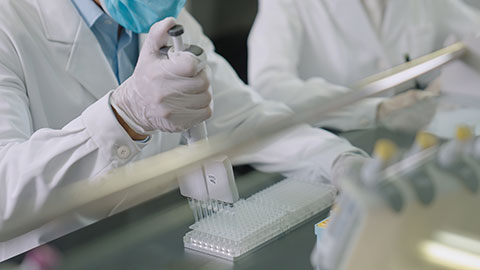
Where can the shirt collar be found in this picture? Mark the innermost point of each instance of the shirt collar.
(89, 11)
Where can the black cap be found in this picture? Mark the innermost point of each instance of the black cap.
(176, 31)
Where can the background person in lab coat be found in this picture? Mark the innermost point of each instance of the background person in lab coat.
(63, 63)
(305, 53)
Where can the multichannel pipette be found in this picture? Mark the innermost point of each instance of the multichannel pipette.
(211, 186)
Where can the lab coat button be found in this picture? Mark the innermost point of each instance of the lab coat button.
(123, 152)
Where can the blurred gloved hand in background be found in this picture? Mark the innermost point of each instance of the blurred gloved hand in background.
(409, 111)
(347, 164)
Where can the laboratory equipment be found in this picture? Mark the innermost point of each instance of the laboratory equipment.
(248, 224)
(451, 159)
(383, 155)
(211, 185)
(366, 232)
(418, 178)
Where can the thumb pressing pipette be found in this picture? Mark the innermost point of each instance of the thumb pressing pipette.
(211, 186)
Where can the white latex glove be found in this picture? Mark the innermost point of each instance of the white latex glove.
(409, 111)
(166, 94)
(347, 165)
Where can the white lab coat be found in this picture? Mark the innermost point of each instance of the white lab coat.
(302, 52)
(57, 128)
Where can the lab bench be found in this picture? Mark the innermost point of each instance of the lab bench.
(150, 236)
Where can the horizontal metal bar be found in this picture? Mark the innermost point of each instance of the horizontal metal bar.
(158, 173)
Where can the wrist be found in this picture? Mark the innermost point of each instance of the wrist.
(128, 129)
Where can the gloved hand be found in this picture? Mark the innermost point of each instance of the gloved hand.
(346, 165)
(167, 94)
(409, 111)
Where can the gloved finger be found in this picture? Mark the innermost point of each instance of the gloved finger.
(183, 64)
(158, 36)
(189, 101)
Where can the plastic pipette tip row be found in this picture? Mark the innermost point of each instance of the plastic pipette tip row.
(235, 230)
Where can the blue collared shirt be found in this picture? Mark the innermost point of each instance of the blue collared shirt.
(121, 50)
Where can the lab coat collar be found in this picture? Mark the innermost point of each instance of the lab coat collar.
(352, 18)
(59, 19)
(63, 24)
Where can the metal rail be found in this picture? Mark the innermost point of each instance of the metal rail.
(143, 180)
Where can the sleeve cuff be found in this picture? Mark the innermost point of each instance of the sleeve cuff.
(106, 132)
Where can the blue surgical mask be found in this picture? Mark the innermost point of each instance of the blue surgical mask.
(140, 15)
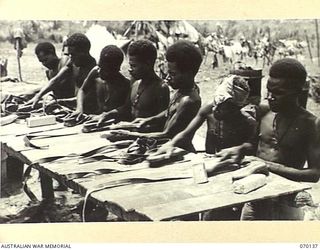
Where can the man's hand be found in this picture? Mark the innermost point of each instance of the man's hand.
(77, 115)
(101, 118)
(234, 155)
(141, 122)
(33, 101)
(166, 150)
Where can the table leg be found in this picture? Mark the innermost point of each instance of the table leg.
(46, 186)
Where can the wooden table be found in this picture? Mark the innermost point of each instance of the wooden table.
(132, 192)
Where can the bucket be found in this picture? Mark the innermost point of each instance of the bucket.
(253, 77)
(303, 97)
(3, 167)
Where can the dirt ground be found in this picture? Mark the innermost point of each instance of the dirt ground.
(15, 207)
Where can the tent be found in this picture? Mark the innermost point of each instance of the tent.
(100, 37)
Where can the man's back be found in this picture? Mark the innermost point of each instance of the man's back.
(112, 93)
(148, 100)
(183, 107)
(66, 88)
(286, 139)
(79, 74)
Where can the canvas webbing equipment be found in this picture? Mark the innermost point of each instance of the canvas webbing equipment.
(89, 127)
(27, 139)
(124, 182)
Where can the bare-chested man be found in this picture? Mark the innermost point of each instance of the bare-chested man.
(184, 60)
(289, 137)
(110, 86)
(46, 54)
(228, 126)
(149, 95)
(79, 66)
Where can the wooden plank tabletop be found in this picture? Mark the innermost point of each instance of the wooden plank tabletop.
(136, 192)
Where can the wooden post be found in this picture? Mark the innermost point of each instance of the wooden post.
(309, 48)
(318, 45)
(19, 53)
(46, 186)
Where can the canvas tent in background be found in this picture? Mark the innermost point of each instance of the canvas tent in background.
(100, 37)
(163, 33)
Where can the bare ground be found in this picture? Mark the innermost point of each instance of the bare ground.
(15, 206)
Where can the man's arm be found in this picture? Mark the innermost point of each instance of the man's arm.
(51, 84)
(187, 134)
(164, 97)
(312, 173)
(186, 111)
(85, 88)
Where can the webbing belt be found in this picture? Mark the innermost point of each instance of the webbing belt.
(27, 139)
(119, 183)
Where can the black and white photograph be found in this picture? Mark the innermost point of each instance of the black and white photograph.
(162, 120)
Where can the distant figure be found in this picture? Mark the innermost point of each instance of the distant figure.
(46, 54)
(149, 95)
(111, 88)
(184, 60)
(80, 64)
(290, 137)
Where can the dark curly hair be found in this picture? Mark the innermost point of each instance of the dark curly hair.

===============

**Set problem**
Reproduce all of the lines above, replacing "innermost point" with "central point" everywhere and keeping everything else unchanged. Omit the pictures from your answer.

**Finished answer**
Where can the shirt collar be found in this picture? Mark the central point of each instance of the shirt collar.
(89, 11)
Where can the black cap be found in this picture? Mark the central point of each instance of the black cap.
(176, 31)
Where can the background person in lab coat be found in this picture? Mark the central point of each instance of the background person in lab coat.
(63, 63)
(305, 53)
Where can the multichannel pipette be found in this picture? Mark the central point of each instance of the multichannel pipette.
(211, 186)
Where can the lab coat button be found in this picture? Mark the central point of each instance of the lab coat button.
(123, 152)
Where can the blurred gloved hand in background be found in this picture? Mark the central point of each instance of the blurred gloved hand in background.
(409, 111)
(347, 164)
Where can the laboratory equipment be found in this picture? Mark the central point of each instance of the laboratory equipment.
(248, 224)
(451, 159)
(383, 155)
(211, 185)
(366, 232)
(418, 178)
Where can the thumb pressing pipette be found in this picture? Mark the central point of each instance of the thumb pressing pipette.
(211, 186)
Where can the white latex glove be found in this picture? Mark the central point of each instance of the white latex glove.
(409, 111)
(166, 94)
(347, 165)
Where can the white lab coat be found in this picture? Mark the central point of each instance of the white lab coat.
(302, 52)
(57, 128)
Where can the lab bench be found in this picture? Mark the central point of each instance of the lab bench.
(150, 236)
Where can the horizontal metal bar be found in this picture? Mark the central point of each instance of the horizontal metal bar.
(158, 173)
Where can the wrist be found in this picture? Mark the central point of each instance of the wrist.
(128, 129)
Where can the gloved hand be found in this picture? Mark the central point of each instance of the gloved hand.
(346, 165)
(167, 94)
(409, 111)
Where can the gloved finger be found in this picture? Mark the central point of each instance of the gloved finger.
(183, 64)
(158, 36)
(189, 101)
Where can the plastic pipette tip row be found in this picture? Mark the central point of each instance of the plastic pipette tip row.
(235, 230)
Where can the blue collared shirt be found in this picture? Mark the central point of each instance of the blue collared shirt.
(121, 50)
Where can the lab coat collar be found in this picture? Mark the central point of each instance of the lab coat collar.
(352, 18)
(59, 19)
(63, 24)
Where can the metal rail be found in this picture? Mark the central point of each instance of the metal rail.
(143, 180)
Where can the sleeve cuff be found in this picture? Mark the central point of each instance of the sleeve cuff.
(106, 132)
Where can the blue surgical mask be found in this picture? Mark the central point of each instance of the blue surgical mask.
(140, 15)
Where can the man's hand be found in this picture? Mark the central point of each instance of the man's hand.
(77, 115)
(101, 118)
(234, 155)
(141, 122)
(33, 101)
(166, 150)
Where can the table leg be found in this picture? Mark the central point of each instance of the table leg.
(46, 186)
Where can the wooden table be found in this picture? Mark the central point of each instance of the wooden table.
(132, 192)
Where can the bucket be found in this picture? Mark the central point of each instance of the bucket.
(253, 77)
(303, 97)
(3, 167)
Where can the dirt ground be found in this picture? Mark the central point of each instance of the dirt ground.
(15, 207)
Where can the tent be found in this picture? Mark the central point of each instance of the tent.
(100, 37)
Where can the man's back be found in this picture? Mark the central point of each instance of the man's back.
(112, 93)
(148, 100)
(183, 107)
(66, 88)
(286, 139)
(79, 74)
Where can the canvas webbing equipment be found in this picture? Mark the central point of each instance of the canvas webbing equipment.
(89, 127)
(27, 139)
(124, 182)
Where can the bare-chested man be found in this picture? Mark the central point of each instance of the bare-chested man.
(184, 60)
(289, 137)
(110, 86)
(46, 54)
(228, 126)
(149, 95)
(79, 66)
Where can the wooden plank tabletop be found in this picture? Mark the central point of each instance of the wooden plank tabletop.
(136, 192)
Where can the wooden post be found in this picture? Mark the central point of each instance of the wooden post.
(309, 48)
(318, 45)
(19, 53)
(46, 186)
Where can the canvas tent in background be found in this picture? Mark the central point of each instance of the canvas tent in background.
(100, 37)
(163, 33)
Where can the bare ground be found in this picture? Mark the central point of each instance of the bare ground.
(15, 206)
Where can the man's arm be found in this picture? Mark the central point of each instance of the man's arm.
(51, 84)
(187, 134)
(164, 97)
(312, 173)
(186, 111)
(85, 88)
Where can the webbing belt be found in this picture? Mark the central point of each instance of the webbing belt.
(27, 139)
(119, 183)
Where can the black and white photograph be found in this picture? Mark the central point of each instance of the black and white photograph.
(162, 120)
Where can the distant figure be found in this picture? Mark the central point of each instance of the distant figure.
(46, 54)
(149, 95)
(111, 88)
(184, 60)
(80, 64)
(290, 137)
Where can the dark curly hair be found in this picture? Mark the central point of each instance of the dark curly hair.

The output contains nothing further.